Given text:
:::::

[SystemSafety] Statistical Assessment of SW ......

Fri Jan 23 07:42:40 CET 2015

On 2015-01-21 14:15 , jean-louis Boulanger wrote:
> For software it's not possible to have statistical evidence.
> the failure is 1 (yes the software have fault and failure appear)

This argument came up again yesterday in a standards-committee meeting. It is usually attributed to
third party "engineers with whom I work", because nobody quite seems to claim they hold the view
themselves when I'm in the room :-) ....

So it might be worthwhile to adduce the proof - again. It's real short.

Suppose you have a piece of SW S which is deterministic. And S is also not perfect, so it outputs
right answers on some inputs and wrong answers on others. And S reverts to an initial state with no
memory of its previous behavior each time it produces its output.

Suppose the distribution of inputs to S has a stochastic character. That is, the input I is a random
variable. Then the output outS(I), which is a function of the input I, also has stochastic
character. A deterministic transformation of a random variable is itself a random variable.

Let us transform outS(I) further, deterministically. Define
CorrS(I) = 1 if outS(I) is correct
CorrS(I) = 0 if outS(I) is incorrect

Then again CorrS(I) has also a stochastic nature and is a random variable.

Thus, if the input to a piece of SW has stochastic nature, then so does the correctness behavior of
the SW.

QED.

The only reasonable objection to this argument which I have heard is to dispute whether inputs have
a stochastic nature.

So, say you build a railway locomotive control system. The piece of track the locomotive runs on has
a fixed architecture, so the argument would run that the behavior of the locomotive is more or less
determined within certain parameters (whether signal X is red or green) and does not have a
stochastic nature. But various parameters such as the condition of the track, the nature of the load
on the locomotive, and other environmental conditions such as wind speed and weather (icy track, or
dry track, and when icy where the ice is) make it practically all but impossible to predict the
inputs to the control system. Besides, at design time the design does not involve designing to the
specific route the locomotive will run on. The designer is ignorant of the application. So the
inputs to the control system as known at design time have a stochastic nature if you are a Bayesian.

I would like to remark here, again, on a couple of incoherences in IEC 61508 and "derivative"

:::::

What is asked: Reproduce the stretch of the post on statistical assessment of software from "On 2015-01-21 14:15" through "produces its output.", word for word.

Extracted information:

:::::

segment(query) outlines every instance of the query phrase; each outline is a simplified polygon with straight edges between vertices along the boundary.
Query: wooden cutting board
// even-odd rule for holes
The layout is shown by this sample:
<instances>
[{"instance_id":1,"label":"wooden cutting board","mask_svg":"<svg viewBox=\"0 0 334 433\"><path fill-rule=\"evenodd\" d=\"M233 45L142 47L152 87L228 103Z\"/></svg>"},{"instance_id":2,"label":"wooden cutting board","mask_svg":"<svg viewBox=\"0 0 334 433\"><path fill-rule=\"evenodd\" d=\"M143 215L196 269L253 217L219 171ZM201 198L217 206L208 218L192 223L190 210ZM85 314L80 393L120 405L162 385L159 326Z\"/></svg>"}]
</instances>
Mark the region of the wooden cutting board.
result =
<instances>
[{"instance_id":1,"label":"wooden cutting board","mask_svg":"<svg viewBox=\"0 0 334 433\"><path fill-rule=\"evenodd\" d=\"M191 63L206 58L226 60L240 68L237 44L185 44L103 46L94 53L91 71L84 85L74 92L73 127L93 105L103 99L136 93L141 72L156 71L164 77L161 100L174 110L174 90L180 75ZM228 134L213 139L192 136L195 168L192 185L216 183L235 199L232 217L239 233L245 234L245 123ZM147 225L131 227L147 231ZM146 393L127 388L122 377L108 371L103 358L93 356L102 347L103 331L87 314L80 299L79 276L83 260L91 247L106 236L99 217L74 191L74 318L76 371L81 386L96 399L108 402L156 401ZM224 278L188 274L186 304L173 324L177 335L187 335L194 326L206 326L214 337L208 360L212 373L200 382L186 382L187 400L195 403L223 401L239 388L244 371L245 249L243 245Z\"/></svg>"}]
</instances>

:::::

Task output:
On 2015-01-21 14:15 , jean-louis Boulanger wrote:
> For software it's not possible to have statistical evidence.
> the failure is 1 (yes the software have fault and failure appear)

This argument came up again yesterday in a standards-committee meeting. It is usually attributed to
third party "engineers with whom I work", because nobody quite seems to claim they hold the view
themselves when I'm in the room :-) ....

So it might be worthwhile to adduce the proof - again. It's real short.

Suppose you have a piece of SW S which is deterministic. And S is also not perfect, so it outputs
right answers on some inputs and wrong answers on others. And S reverts to an initial state with no
memory of its previous behavior each time it produces its output.